STATED EXERCISE —
Find every line in the rows below that contains the word "sofa", and copy each of those lines in full.
::: DATASET EXCERPTS :::
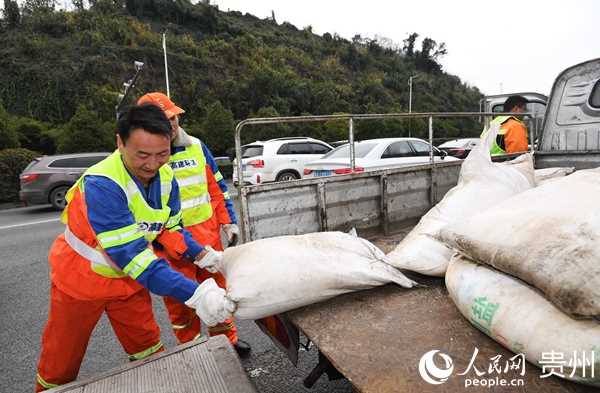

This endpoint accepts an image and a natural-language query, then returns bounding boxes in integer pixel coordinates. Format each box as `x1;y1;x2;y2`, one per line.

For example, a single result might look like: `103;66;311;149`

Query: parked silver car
19;153;111;210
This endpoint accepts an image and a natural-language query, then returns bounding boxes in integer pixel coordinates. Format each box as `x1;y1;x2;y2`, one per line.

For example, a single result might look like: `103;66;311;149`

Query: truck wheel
50;186;69;210
275;171;300;181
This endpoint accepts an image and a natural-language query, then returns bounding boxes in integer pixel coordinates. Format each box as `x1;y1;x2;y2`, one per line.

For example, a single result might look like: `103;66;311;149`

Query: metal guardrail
235;108;536;241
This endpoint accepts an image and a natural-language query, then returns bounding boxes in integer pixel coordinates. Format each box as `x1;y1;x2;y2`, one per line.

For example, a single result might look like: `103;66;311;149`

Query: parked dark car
438;138;479;158
19;153;111;210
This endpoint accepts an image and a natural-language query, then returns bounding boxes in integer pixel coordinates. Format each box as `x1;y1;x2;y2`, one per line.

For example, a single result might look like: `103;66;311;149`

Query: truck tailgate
48;335;256;393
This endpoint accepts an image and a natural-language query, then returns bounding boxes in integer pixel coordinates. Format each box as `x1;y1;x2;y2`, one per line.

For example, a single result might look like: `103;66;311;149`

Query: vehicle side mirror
433;149;448;160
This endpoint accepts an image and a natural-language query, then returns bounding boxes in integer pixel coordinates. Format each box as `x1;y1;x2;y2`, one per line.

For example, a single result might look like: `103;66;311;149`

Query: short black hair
117;104;171;144
502;96;527;112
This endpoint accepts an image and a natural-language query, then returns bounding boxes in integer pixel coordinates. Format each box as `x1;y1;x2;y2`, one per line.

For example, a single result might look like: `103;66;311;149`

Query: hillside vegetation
0;0;481;155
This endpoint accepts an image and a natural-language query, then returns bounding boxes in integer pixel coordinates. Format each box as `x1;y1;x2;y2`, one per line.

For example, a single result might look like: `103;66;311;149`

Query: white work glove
223;224;240;246
185;278;235;326
194;246;223;273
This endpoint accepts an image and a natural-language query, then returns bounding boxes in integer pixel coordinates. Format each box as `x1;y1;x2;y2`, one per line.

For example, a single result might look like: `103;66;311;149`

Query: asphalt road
0;199;353;393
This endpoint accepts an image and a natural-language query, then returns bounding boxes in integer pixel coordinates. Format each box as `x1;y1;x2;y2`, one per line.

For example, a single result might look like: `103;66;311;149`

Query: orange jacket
502;118;528;153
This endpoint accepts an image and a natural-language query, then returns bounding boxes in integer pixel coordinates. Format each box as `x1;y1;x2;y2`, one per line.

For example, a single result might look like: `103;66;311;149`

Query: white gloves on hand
223;224;240;246
194;246;223;273
185;278;236;326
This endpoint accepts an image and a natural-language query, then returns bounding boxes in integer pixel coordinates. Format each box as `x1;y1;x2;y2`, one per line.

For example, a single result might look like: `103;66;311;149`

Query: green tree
0;102;20;150
23;0;56;15
200;101;235;155
57;105;115;153
2;0;21;28
0;148;37;202
13;117;56;154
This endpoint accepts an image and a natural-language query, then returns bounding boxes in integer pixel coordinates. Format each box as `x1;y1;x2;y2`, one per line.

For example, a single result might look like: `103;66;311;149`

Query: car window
410;141;435;156
381;141;415;158
323;143;377;158
310;143;331;154
79;156;107;168
48;156;106;168
277;143;313;154
242;145;263;158
23;158;40;172
438;139;468;148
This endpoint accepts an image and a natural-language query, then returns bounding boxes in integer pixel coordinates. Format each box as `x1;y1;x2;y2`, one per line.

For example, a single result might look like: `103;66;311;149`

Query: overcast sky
210;0;600;94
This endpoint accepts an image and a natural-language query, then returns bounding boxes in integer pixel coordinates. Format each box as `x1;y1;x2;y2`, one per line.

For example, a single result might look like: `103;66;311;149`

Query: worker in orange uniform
36;105;235;392
138;92;251;357
482;95;528;156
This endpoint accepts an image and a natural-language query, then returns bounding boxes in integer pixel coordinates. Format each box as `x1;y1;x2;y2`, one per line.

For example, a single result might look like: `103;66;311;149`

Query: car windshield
323;143;377;158
242;145;263;158
439;139;477;148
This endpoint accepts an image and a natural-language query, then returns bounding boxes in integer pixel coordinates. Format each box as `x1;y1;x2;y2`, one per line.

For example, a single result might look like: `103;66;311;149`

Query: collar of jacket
173;127;193;147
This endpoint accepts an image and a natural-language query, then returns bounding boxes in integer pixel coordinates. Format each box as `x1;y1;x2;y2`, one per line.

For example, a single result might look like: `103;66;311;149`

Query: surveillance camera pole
408;74;419;137
115;61;144;119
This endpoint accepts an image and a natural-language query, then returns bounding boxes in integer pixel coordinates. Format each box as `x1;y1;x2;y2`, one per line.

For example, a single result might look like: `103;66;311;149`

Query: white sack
388;124;535;277
446;255;600;386
219;232;415;319
535;166;575;186
440;169;600;317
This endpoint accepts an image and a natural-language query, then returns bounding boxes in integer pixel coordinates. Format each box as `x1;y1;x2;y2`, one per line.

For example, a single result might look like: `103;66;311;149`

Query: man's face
511;105;527;113
117;128;171;185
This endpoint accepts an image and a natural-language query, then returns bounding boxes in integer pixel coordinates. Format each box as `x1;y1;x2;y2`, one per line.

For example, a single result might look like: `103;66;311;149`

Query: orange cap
138;93;185;119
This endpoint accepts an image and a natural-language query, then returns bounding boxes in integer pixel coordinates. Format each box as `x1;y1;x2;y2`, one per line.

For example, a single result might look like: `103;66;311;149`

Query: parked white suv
233;137;333;185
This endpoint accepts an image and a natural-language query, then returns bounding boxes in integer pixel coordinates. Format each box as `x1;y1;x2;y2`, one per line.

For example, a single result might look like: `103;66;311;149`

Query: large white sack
219;232;415;319
440;169;600;317
388;124;535;277
446;255;600;386
535;166;575;186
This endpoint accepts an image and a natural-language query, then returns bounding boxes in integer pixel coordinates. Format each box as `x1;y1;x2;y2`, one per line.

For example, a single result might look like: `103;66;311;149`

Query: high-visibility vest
169;137;213;227
481;116;521;156
61;150;181;279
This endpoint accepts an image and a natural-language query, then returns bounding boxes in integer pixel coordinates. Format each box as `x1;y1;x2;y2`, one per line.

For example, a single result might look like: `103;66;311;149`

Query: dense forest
0;0;481;155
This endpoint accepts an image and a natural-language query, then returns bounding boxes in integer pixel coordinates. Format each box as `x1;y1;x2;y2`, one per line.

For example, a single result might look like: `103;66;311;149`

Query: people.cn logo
419;349;454;385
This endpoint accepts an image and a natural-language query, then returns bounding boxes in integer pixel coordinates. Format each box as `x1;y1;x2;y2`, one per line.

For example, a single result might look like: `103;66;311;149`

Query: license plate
315;171;333;176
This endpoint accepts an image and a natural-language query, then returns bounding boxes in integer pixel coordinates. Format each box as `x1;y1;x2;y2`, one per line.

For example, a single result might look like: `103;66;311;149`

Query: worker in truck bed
36;105;235;391
138;92;250;357
482;95;528;156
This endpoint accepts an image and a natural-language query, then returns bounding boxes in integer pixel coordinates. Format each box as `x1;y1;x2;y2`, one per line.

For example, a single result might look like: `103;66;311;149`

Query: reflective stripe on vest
65;226;127;278
169;138;213;226
63;150;173;279
129;341;162;361
36;373;60;389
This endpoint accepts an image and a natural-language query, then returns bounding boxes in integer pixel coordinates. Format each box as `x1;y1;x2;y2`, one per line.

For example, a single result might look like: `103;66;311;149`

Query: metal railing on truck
235;112;536;242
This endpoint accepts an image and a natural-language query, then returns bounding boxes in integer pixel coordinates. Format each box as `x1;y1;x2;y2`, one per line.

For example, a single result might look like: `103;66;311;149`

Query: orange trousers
35;284;164;392
156;223;238;345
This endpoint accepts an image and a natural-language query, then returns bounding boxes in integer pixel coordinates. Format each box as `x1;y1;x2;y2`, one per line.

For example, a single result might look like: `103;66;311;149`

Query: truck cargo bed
288;229;595;393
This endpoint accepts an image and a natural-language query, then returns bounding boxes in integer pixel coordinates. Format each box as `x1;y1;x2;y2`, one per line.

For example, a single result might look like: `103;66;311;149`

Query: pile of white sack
388;124;535;277
216;232;416;319
436;162;600;386
446;254;600;386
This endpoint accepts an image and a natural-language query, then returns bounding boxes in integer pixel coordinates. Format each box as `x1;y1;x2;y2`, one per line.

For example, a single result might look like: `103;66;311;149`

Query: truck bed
47;335;256;393
288;228;595;393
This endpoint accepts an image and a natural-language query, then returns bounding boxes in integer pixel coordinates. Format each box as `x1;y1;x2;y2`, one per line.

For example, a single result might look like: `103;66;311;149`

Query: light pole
408;74;419;137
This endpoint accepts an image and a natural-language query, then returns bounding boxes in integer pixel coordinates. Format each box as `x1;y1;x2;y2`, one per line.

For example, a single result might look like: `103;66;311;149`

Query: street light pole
408;74;419;137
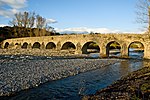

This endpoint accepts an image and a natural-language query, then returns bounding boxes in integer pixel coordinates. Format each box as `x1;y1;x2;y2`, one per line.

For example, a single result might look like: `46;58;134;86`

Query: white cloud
0;0;27;18
56;27;120;33
0;24;8;27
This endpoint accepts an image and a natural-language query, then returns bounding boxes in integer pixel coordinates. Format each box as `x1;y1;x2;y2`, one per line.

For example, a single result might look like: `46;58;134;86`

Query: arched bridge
2;34;150;59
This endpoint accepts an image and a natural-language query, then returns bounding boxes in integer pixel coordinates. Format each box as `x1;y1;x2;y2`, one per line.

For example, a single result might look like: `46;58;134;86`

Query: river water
1;50;145;100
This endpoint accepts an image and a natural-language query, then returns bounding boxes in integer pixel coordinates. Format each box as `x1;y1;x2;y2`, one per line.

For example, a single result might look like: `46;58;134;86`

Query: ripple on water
4;60;143;100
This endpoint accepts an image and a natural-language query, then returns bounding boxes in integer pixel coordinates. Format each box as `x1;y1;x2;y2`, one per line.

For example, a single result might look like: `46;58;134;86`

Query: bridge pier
100;46;108;58
143;43;150;59
120;44;129;58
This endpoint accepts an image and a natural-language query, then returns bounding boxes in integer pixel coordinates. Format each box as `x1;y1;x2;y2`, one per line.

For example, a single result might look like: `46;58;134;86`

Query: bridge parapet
2;33;150;58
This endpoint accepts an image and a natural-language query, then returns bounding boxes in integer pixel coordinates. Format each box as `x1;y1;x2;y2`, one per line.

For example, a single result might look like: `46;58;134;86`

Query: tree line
0;12;59;40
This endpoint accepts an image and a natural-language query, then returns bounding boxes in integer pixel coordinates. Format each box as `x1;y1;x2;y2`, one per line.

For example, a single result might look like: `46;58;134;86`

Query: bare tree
136;0;150;32
36;15;46;29
9;12;54;37
9;12;35;28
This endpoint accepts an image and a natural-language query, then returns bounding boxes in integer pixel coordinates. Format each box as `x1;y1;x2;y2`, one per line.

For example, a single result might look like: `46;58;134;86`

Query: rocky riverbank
83;65;150;100
0;56;118;96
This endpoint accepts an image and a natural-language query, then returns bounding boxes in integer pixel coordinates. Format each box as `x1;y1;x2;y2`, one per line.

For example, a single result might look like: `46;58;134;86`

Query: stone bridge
2;34;150;59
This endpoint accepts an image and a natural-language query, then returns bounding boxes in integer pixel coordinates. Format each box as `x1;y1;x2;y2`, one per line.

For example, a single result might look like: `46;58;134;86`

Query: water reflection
7;60;143;100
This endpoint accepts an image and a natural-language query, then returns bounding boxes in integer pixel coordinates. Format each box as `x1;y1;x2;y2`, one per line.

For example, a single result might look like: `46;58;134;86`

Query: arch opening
82;42;100;54
106;41;121;57
128;41;144;59
4;42;9;49
32;42;41;49
21;42;28;49
46;42;56;49
61;42;76;50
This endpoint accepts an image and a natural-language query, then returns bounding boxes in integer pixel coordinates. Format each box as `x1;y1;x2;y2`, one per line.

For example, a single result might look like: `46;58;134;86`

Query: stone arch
128;41;145;58
4;42;9;49
61;42;76;50
21;42;28;49
82;41;100;54
32;42;41;49
46;42;56;49
15;43;19;45
106;41;121;57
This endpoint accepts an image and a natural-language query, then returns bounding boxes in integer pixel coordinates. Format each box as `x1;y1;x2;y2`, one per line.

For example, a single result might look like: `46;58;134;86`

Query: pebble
0;50;118;96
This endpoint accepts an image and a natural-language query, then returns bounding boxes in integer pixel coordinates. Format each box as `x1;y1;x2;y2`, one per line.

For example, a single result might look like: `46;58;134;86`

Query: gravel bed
0;56;118;96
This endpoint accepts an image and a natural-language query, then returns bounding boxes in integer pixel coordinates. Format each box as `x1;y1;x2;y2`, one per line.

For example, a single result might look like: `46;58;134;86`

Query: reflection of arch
61;42;76;50
46;42;56;49
32;42;41;49
82;41;100;54
106;41;121;56
128;41;144;57
4;42;9;48
21;42;28;49
15;43;19;45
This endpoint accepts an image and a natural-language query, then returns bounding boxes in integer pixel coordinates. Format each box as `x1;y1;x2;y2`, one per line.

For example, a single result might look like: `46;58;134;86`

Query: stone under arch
61;42;76;50
21;42;28;49
128;41;144;58
4;42;9;49
106;41;121;57
82;41;100;54
32;42;41;49
46;42;56;49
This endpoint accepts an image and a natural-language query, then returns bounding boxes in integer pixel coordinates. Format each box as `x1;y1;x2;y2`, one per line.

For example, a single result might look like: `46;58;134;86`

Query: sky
0;0;146;33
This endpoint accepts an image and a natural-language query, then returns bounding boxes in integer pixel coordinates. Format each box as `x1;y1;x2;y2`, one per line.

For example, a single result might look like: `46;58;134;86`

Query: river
0;50;146;100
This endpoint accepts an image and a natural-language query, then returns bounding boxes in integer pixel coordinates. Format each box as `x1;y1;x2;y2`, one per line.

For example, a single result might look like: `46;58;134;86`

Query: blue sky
0;0;145;32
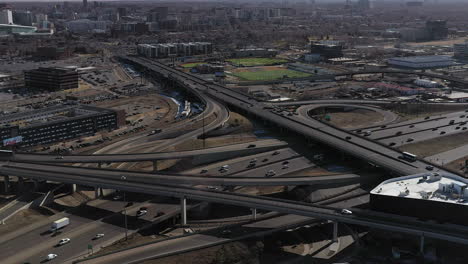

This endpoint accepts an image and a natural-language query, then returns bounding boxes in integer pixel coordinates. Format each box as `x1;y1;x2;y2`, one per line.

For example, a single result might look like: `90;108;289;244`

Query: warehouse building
387;55;456;69
0;104;125;147
370;172;468;225
24;68;78;91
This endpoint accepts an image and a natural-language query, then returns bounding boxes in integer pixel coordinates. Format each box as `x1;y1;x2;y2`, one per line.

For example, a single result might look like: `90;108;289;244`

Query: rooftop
371;172;468;205
389;55;453;63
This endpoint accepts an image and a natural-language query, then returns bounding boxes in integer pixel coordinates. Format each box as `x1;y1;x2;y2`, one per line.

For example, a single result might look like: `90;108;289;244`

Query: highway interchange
0;54;468;263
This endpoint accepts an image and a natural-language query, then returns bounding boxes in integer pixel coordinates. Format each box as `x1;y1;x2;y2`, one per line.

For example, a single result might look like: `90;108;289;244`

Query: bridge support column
332;221;338;242
18;177;24;192
3;175;10;193
94;187;102;199
419;235;424;255
33;179;39;191
180;196;187;226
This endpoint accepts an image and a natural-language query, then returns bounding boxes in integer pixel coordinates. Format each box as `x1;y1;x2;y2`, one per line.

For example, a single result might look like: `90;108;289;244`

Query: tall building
0;8;13;25
13;11;33;26
24;68;78;91
426;20;448;40
146;6;169;22
453;42;468;61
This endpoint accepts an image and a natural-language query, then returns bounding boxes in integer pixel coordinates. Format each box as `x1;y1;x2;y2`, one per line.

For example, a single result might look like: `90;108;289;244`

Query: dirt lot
0;209;49;235
329;109;383;129
400;132;468;157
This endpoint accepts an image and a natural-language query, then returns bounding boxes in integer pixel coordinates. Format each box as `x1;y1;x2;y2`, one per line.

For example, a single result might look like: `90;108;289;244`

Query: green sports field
226;58;288;67
180;62;205;68
231;69;311;81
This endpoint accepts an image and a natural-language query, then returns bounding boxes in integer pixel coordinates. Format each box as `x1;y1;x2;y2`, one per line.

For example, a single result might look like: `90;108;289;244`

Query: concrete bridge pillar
94;187;102;199
33;179;39;191
419;235;424;255
332;221;338;242
180;196;187;226
153;160;158;172
18;177;24;192
3;175;10;193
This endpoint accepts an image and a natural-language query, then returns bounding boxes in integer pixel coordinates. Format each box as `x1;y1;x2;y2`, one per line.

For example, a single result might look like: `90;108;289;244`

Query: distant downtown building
24;68;78;91
137;42;213;58
387;55;456;69
0;104;125;147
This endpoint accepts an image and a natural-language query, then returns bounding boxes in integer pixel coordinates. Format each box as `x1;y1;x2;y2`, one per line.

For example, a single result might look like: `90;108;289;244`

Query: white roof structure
371;172;468;205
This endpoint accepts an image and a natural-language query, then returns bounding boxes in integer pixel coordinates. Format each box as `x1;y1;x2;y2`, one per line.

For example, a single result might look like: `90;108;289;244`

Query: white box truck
50;217;70;232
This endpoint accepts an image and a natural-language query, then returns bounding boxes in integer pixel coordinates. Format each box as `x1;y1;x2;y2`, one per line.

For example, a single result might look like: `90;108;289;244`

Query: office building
453;42;468;61
370;172;468;225
13;11;33;26
426;20;448;40
0;105;125;147
24;68;78;91
0;8;13;25
387;55;456;69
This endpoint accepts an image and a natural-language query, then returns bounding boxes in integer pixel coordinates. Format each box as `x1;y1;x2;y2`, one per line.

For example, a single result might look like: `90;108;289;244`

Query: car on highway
46;254;58;261
93;233;104;240
136;209;148;217
57;237;70;246
340;209;353;215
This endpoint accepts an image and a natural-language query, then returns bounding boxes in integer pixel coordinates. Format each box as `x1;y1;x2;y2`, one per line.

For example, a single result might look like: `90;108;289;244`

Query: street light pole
120;176;128;241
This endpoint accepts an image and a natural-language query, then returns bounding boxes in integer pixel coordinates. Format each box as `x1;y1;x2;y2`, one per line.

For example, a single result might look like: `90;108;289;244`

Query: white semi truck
50;217;70;232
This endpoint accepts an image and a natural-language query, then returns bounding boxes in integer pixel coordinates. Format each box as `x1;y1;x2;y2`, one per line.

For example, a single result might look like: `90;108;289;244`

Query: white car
47;254;57;260
341;209;353;215
58;237;70;246
94;234;104;239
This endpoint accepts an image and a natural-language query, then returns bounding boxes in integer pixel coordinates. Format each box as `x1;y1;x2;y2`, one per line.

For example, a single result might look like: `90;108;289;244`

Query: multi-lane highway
5;139;287;163
1;163;468;248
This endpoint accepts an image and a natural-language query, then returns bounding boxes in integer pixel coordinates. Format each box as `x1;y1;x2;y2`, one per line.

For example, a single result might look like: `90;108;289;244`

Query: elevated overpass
0;162;360;186
125;57;450;175
1;165;468;244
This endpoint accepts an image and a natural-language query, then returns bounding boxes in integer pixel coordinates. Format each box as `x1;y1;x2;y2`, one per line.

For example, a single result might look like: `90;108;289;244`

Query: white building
0;9;13;25
387;55;456;69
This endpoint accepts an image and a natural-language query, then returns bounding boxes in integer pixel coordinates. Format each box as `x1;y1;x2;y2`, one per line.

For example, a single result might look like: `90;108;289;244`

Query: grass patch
226;58;288;66
231;69;311;81
180;62;205;69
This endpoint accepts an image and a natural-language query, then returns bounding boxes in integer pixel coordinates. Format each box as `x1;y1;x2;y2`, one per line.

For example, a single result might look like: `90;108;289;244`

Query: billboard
3;136;23;146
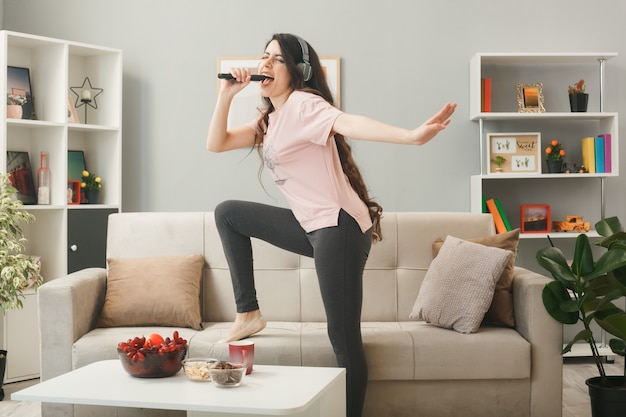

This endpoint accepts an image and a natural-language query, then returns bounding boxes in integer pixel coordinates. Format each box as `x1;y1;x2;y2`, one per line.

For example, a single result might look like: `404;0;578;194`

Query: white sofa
39;212;562;417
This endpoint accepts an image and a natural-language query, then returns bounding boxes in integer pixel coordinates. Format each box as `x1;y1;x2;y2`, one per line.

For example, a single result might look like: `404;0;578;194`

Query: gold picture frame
515;83;546;113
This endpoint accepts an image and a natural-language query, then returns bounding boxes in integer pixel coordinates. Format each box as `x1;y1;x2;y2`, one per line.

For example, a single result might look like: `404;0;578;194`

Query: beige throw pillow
98;255;204;330
410;236;513;333
433;229;520;327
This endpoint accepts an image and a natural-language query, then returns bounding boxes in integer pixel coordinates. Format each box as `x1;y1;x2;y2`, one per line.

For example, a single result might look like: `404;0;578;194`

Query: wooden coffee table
11;360;346;417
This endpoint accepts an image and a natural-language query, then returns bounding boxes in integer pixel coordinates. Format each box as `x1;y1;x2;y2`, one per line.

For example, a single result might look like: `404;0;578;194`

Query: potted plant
7;94;27;119
491;155;506;172
80;170;102;204
567;80;589;112
546;139;565;174
0;173;43;400
537;217;626;417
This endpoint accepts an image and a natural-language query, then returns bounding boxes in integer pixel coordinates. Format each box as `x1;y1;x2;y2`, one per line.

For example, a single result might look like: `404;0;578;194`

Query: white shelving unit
470;52;619;358
470;52;619;239
0;31;122;382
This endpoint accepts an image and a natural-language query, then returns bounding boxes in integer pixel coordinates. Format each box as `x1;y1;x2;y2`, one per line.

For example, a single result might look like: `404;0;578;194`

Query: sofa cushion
98;255;204;329
411;236;512;333
433;229;520;327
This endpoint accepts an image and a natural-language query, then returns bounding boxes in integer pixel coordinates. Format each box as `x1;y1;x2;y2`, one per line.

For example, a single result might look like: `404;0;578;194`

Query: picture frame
487;132;541;175
67;150;87;181
7;151;37;205
520;204;552;233
217;56;341;127
515;83;546;113
7;66;35;119
67;96;80;123
67;180;80;204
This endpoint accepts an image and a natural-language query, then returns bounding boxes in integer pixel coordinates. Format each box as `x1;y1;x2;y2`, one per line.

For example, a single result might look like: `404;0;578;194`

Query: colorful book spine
594;136;604;174
493;198;513;232
487;198;507;233
480;78;491;112
582;137;596;174
599;133;611;173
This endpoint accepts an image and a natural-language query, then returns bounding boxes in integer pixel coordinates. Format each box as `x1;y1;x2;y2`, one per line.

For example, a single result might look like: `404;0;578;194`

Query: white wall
3;0;626;266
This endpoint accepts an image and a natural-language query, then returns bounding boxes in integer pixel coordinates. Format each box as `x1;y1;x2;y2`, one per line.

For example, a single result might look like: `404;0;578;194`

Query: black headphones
294;35;313;82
:::
THE RESPONSE —
Query: white sofa
Query: sofa cushion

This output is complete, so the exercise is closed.